Starting with the line that contains "formatted like [337,318]." and going on through the end of the listing, write those lines again, swapping "Target" for "Label" and keeping everything else the same. Leave out the pictures.

========================================================================

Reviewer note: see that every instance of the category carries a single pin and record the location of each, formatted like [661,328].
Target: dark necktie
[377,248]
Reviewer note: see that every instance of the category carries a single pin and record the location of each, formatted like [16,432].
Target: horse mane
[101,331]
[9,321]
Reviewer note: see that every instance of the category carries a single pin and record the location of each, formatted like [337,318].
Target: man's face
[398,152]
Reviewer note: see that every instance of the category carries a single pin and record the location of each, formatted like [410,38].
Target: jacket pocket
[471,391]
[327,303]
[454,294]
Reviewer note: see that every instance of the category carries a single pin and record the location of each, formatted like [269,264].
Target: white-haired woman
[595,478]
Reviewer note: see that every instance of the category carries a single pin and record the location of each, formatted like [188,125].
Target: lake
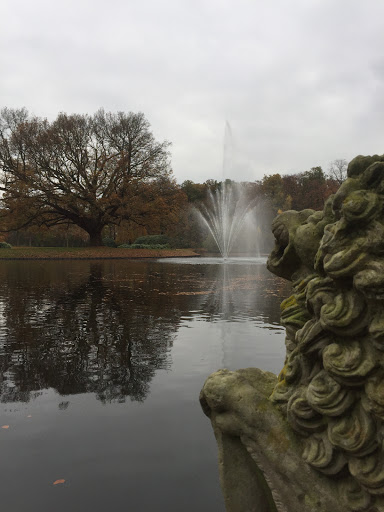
[102,363]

========================================================================

• [Reply]
Reviewer note: see that every instance of the category carries a single pin and record the location of each, formatted like [337,318].
Label: man's face
[398,152]
Reviewer note: see that every instance of the category carries a single pin and record the location of each, formatted like [410,38].
Label: jacket pocket
[471,391]
[327,303]
[454,294]
Reviewer note: see that every instance of the category carries a single pin and record the location of each, formatted like [269,264].
Label: white-haired woman
[595,478]
Reviewer note: see that every instance of the category carries a single pin and record the location of each, formatted like [188,125].
Label: lake
[102,363]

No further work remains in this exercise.